Patrick O’Doherty was a successful bank manager, with a loving family and his career ahead of him.
The Walton-le-Dale man ran two branches of Nat West and described himself as “the most happy-go-lucky person you could ever come across”.
But the dad-of-three said his life was “destroyed” when he developed bipolar disorder, which was compounded by a four-year wrangle with his ex- employers.
He has now been told he is to be paid £126,000 after an employment tribunal ruled he had been unfairly dismissed and discriminated against.
But Patrick fears he never will see the cash, as the bank is set to launch another appeal.
Patrick, 41, joined the National Westminster Retail Network in 2009 as branch manager in Hyde and Denton, and later transferred to Accrington and Great Harwood.
In January 2010, he went off sick and was later diagnosed with bipolar disorder.
While he was away from work, an investigation was launched into allegations which included claims that Patrick had accessed accounts of friends and family without permission, and he was later dismissed following a disciplinary hearing with him.
But a tribunal found that the decision to dismiss him was “prejudiced”, and was made before any meeting was held with him.
A later tribunal judgement this year also confirmed that Patrick “did not by his conduct contribute to his dismissal” and “did not commit the serious acts of misconduct of which he was accused”.
Following the tribunal in 2012, a judgement from Employment Judge Singleton ruled that his dismissal was unfair.

WHAT YOU WILL DO:
Give the passage of the bank manager article starting with "Patrick, 41, joined" and going on through "hearing with him.", replacing "Accrington" with "Blackburn". The entries were drawn from a separate source.

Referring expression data
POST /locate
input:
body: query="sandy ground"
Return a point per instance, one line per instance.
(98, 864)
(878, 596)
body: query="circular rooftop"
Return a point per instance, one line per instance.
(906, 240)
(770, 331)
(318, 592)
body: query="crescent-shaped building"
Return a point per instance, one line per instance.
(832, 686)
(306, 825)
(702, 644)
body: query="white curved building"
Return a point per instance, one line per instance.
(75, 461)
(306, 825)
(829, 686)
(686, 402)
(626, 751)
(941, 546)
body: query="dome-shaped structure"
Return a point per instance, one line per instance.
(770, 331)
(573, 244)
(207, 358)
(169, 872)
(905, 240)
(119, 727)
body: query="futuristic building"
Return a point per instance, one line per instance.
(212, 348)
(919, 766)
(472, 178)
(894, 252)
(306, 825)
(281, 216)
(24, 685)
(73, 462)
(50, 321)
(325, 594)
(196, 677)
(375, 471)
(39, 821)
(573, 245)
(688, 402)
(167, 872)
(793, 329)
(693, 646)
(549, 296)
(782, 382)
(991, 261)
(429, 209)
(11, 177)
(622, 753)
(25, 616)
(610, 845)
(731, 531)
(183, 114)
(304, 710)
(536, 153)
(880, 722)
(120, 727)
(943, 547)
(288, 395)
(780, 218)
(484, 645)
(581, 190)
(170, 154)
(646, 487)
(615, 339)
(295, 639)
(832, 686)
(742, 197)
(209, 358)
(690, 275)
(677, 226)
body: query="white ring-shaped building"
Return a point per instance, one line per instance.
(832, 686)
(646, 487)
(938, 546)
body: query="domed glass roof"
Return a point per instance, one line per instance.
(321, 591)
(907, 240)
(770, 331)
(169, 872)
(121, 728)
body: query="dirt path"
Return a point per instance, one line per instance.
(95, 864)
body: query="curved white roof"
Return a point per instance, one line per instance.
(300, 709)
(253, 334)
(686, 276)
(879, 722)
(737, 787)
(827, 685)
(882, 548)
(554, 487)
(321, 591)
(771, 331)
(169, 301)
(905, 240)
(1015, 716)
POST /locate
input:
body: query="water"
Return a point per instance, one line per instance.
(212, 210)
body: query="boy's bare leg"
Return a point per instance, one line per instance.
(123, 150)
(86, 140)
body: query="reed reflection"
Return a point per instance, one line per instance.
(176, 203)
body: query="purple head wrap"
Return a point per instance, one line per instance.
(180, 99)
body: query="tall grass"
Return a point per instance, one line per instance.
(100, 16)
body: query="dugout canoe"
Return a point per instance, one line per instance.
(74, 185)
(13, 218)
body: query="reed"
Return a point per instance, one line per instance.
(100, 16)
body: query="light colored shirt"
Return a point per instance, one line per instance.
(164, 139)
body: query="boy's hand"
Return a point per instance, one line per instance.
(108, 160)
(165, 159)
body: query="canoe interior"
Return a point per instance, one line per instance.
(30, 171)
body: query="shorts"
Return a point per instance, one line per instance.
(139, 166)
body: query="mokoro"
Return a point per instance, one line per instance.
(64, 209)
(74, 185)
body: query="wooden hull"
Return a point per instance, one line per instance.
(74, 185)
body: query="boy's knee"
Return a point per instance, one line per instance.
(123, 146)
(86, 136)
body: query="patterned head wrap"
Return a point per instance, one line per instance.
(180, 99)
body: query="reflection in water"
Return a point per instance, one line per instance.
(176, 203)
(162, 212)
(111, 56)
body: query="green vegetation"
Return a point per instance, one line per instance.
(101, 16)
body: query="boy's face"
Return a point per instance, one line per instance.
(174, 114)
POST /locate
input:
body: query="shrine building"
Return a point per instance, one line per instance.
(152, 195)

EXERCISE OUTPUT:
Patrick, 41, joined the National Westminster Retail Network in 2009 as branch manager in Hyde and Denton, and later transferred to Blackburn and Great Harwood.
In January 2010, he went off sick and was later diagnosed with bipolar disorder.
While he was away from work, an investigation was launched into allegations which included claims that Patrick had accessed accounts of friends and family without permission, and he was later dismissed following a disciplinary hearing with him.